**Problem A:**
For the account of staffing a hospital during fighting below, decide whether each statement agrees with it, and please back each yes or no with the deciding words from the account, quoted exactly.
(i) The midwife walked two hours to get to work.
(ii) The militiaman at the checkpoint robbed the midwife.
(iii) The midwife's whole trip to the hospital was quiet.
**Problem B:**
Write what comes next in the account of staffing a hospital during fighting below, starting after its final sentence.

**Text for analysis:**
============================================================
Staffing the hospital has been a challenge. We have a regular schedule but, with the fighting, we never know when people will be able to come to work.

One of our midwives came to work this morning and I asked her about the trip. She had walked two hours. It was all quiet until the last half hour.

For the last part of her journey, she had run most of the way crouched over as she heard bullets whizzing by overhead. She said she would stop at a corner and peer down the empty side street before rushing across the intersection, not wanting to be hit by a stray bullet.


At one checkpoint, one of the armed militia called her over. "You - come!" he ordered. She said she was shaking as she approached. It wouldn't have been unusual if she had been robbed, beaten or harassed at the checkpoint.

Luckily he'd seen her scrubs and had only wanted her to remove some stitches from some of his men. It isn't surprising that many of our staff have chosen to stay in the hospital full time over the past week, just as our team has.

MSF volunteers in Monrovia
Doctors are discharging people who have nowhere to go

Most of the time we have too many staff here but I'm never sure if we'll have enough people when things are busy. I don't know if there is any way to properly manage a schedule in the current situation. So far, people have been flexible and it has all worked out well.
============================================================
**Information shown:**
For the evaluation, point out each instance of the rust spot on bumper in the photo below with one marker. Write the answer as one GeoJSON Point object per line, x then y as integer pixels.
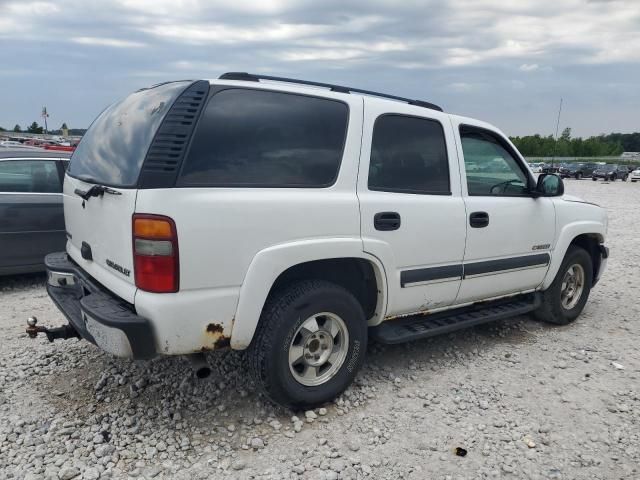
{"type": "Point", "coordinates": [215, 338]}
{"type": "Point", "coordinates": [214, 328]}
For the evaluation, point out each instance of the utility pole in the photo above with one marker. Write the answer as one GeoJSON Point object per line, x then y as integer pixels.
{"type": "Point", "coordinates": [555, 145]}
{"type": "Point", "coordinates": [45, 115]}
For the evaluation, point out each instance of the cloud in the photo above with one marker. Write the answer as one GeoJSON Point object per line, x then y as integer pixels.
{"type": "Point", "coordinates": [471, 55]}
{"type": "Point", "coordinates": [107, 42]}
{"type": "Point", "coordinates": [529, 67]}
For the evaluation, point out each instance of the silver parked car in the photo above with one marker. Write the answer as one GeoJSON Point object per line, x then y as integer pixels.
{"type": "Point", "coordinates": [31, 216]}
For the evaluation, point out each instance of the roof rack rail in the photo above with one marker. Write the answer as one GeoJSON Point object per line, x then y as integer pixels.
{"type": "Point", "coordinates": [250, 77]}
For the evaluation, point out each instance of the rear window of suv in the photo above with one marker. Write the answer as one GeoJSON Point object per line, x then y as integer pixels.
{"type": "Point", "coordinates": [112, 151]}
{"type": "Point", "coordinates": [257, 138]}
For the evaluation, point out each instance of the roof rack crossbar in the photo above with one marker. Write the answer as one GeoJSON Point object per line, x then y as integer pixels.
{"type": "Point", "coordinates": [250, 77]}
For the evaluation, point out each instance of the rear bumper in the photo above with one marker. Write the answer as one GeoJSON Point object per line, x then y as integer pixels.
{"type": "Point", "coordinates": [99, 316]}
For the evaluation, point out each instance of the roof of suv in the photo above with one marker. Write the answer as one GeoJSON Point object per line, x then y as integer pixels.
{"type": "Point", "coordinates": [249, 77]}
{"type": "Point", "coordinates": [330, 90]}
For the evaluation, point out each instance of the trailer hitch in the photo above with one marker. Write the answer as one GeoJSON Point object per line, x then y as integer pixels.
{"type": "Point", "coordinates": [65, 332]}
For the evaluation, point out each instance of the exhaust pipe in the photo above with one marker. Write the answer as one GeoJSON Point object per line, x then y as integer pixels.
{"type": "Point", "coordinates": [200, 365]}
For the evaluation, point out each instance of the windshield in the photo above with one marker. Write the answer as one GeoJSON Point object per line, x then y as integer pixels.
{"type": "Point", "coordinates": [114, 147]}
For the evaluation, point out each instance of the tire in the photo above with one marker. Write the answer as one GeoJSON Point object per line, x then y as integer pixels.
{"type": "Point", "coordinates": [279, 333]}
{"type": "Point", "coordinates": [553, 309]}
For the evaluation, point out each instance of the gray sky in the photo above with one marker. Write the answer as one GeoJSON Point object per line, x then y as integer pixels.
{"type": "Point", "coordinates": [504, 61]}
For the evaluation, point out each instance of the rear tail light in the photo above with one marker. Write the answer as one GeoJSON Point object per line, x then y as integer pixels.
{"type": "Point", "coordinates": [155, 253]}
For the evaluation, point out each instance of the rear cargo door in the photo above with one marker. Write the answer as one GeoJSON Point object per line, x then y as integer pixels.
{"type": "Point", "coordinates": [109, 160]}
{"type": "Point", "coordinates": [99, 235]}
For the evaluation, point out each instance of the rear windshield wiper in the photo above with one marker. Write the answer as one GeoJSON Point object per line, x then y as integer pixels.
{"type": "Point", "coordinates": [95, 191]}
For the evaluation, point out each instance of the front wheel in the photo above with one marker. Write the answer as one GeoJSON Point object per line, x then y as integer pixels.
{"type": "Point", "coordinates": [310, 343]}
{"type": "Point", "coordinates": [566, 297]}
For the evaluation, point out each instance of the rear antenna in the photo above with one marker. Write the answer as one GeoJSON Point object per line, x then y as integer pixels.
{"type": "Point", "coordinates": [555, 144]}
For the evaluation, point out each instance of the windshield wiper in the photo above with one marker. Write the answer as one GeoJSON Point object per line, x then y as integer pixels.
{"type": "Point", "coordinates": [95, 191]}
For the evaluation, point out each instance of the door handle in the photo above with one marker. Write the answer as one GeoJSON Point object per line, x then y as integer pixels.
{"type": "Point", "coordinates": [386, 221]}
{"type": "Point", "coordinates": [479, 219]}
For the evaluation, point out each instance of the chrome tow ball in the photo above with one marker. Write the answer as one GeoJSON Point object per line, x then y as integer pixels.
{"type": "Point", "coordinates": [64, 332]}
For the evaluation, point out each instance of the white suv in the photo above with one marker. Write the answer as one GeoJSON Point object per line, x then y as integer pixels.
{"type": "Point", "coordinates": [297, 219]}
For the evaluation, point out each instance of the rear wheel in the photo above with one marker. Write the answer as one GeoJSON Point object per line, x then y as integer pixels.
{"type": "Point", "coordinates": [310, 344]}
{"type": "Point", "coordinates": [566, 297]}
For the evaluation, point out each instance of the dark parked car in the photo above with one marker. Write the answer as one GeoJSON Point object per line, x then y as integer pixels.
{"type": "Point", "coordinates": [31, 216]}
{"type": "Point", "coordinates": [578, 170]}
{"type": "Point", "coordinates": [611, 172]}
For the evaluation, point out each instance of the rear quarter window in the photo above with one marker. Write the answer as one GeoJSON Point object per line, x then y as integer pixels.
{"type": "Point", "coordinates": [29, 176]}
{"type": "Point", "coordinates": [256, 138]}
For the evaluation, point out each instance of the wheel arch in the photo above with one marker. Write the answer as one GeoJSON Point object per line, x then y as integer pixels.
{"type": "Point", "coordinates": [588, 235]}
{"type": "Point", "coordinates": [341, 261]}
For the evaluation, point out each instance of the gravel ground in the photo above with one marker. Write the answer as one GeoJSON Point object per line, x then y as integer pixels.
{"type": "Point", "coordinates": [525, 400]}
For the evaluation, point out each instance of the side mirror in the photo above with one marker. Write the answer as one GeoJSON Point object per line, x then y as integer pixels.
{"type": "Point", "coordinates": [549, 185]}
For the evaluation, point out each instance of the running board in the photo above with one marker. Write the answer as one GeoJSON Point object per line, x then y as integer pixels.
{"type": "Point", "coordinates": [419, 326]}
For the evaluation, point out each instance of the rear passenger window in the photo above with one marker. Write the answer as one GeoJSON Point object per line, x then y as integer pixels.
{"type": "Point", "coordinates": [29, 176]}
{"type": "Point", "coordinates": [254, 138]}
{"type": "Point", "coordinates": [409, 155]}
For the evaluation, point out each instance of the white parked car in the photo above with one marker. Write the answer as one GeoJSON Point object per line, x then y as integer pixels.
{"type": "Point", "coordinates": [297, 220]}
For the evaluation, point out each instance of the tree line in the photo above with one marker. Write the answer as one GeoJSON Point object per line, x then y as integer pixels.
{"type": "Point", "coordinates": [35, 128]}
{"type": "Point", "coordinates": [612, 144]}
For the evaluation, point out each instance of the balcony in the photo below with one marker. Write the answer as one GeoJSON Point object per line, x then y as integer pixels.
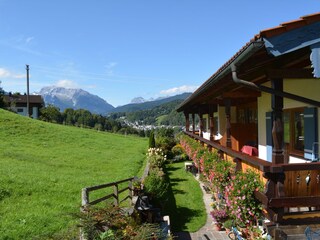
{"type": "Point", "coordinates": [292, 191]}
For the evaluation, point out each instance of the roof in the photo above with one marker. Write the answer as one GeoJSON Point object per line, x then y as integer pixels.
{"type": "Point", "coordinates": [288, 26]}
{"type": "Point", "coordinates": [23, 98]}
{"type": "Point", "coordinates": [258, 41]}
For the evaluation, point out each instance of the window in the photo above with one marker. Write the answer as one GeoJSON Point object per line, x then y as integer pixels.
{"type": "Point", "coordinates": [247, 113]}
{"type": "Point", "coordinates": [293, 121]}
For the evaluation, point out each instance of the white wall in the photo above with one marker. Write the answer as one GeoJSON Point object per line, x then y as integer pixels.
{"type": "Point", "coordinates": [309, 88]}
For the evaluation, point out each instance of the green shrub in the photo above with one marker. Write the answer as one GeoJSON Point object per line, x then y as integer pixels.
{"type": "Point", "coordinates": [156, 185]}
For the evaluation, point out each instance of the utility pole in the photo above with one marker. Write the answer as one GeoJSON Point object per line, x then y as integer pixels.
{"type": "Point", "coordinates": [28, 111]}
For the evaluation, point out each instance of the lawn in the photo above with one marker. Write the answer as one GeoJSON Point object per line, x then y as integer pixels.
{"type": "Point", "coordinates": [44, 167]}
{"type": "Point", "coordinates": [185, 205]}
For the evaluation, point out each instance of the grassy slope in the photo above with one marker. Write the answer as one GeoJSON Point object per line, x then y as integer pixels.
============================================================
**Expected answer A:**
(i) Yes: "She had walked two hours."
(ii) No: "Luckily he'd seen her scrubs and had only wanted her to remove some stitches from some of his men."
(iii) No: "It was all quiet until the last half hour."

**Expected answer B:**
At least four stray bullets have landed in the hospital grounds today. One fell on the roof and broke an asbestos roof tile. Another passed through the joint of our metal front gate and then bounced off the tire of one of the cars.

A third fell in our backyard, puncturing the plastic sheeting roof of the kitchen and landing on the ping-pong table that we were using as table. It missed the cooks by a few feet.

Today, for the first time, I also heard bullets whizzing past twice. I don't know how close they passed but the sound is not a comforting one. It's not one of those sounds that leaves you feeling that everything is going to be OK.

'She will live'

Amuchee was a 10-year-old girl who'd been hit by a stray bullet. It had lodged in the upper part of her arm but hadn't done any serious damage. I was able to remove it and clean up her wound without too much trouble.

One of the nurses told me that, in the local Bassa language, her name means "she will live." Why would someone name their child this?

Perhaps it makes sense considering that the child was born in Liberia, a country with one of the highest mortality rates for children under five years of age.

Children here die from malaria, respiratory infections, and diarrhoea... or war wounds. But Amuchee would live. "She will live," we said.

One would think eating the same food day after day would quickly grow tedious especially for a food snob like me who was until recently living in New Orleans, a Mecca of good eating.

Every day we eat boiled rice with a bean sauce which tastes like a thick yellow split pea soup.

I like it. I still like it and haven't yet grown tired of it over the past week. For dinners, the cook makes something other than rice and beans.

Unfortunately, all of these new dishes feature canned luncheon meat, a generic version of spam that is made from an assortment of ground-up animal by-products.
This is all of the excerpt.